I don’t know if this happens to other writers, but I got to this point where I didn’t want to read other people’s words. I have been reading SO much, but in a really haphazard manner due to parenting. I have six or seven books on the go (and I’m usually a one-at-a-time kinda person).
I think this is one reason I started playing games in my “downtime”. This need to just distance myself from other people’s worlds, characters, writing styles… usually as I read I’m taking notes (sometimes unconsciously) of how this sentence was crafted, how that bit of character arc has changed my view of the character, etc. I didn’t do that before deciding I needed to write, but now that I do I think it is interfering somewhat with my enjoyment of books. Hmm.
I don’t want to stop doing it, because I think it’s necessary for me as a writer to learn from others, which means reading their words. And these are books I *want* to read. I want to know how they work, and I want to enjoy them.

Exercises to complete:
**a)** In the post about reading as a writer, how many books does the writer have on the go?
**b)** Carry on the post about reading as a writer, picking up after its final sentence.

Entries provided:

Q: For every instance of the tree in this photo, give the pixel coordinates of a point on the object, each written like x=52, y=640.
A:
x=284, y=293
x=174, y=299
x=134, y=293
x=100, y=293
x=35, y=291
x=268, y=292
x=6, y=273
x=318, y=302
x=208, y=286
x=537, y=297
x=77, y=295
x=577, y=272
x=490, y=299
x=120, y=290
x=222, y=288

Outputs:
**a)** Six or seven.

**b)**
But I guess I need a break from it (reading?) every now and then. And I’ve been largely editing my own stories, without creating new ones, so perhaps I’ve felt a bit stale? I’ve also been feeling a bit at a loss with blogging, since I haven’t actually finished many books recently. Just started them. However today, sitting in the car with a sleeping bubba I hooned through Cracklescape by Margo Lanagan so I will be reviewing that over the coming days.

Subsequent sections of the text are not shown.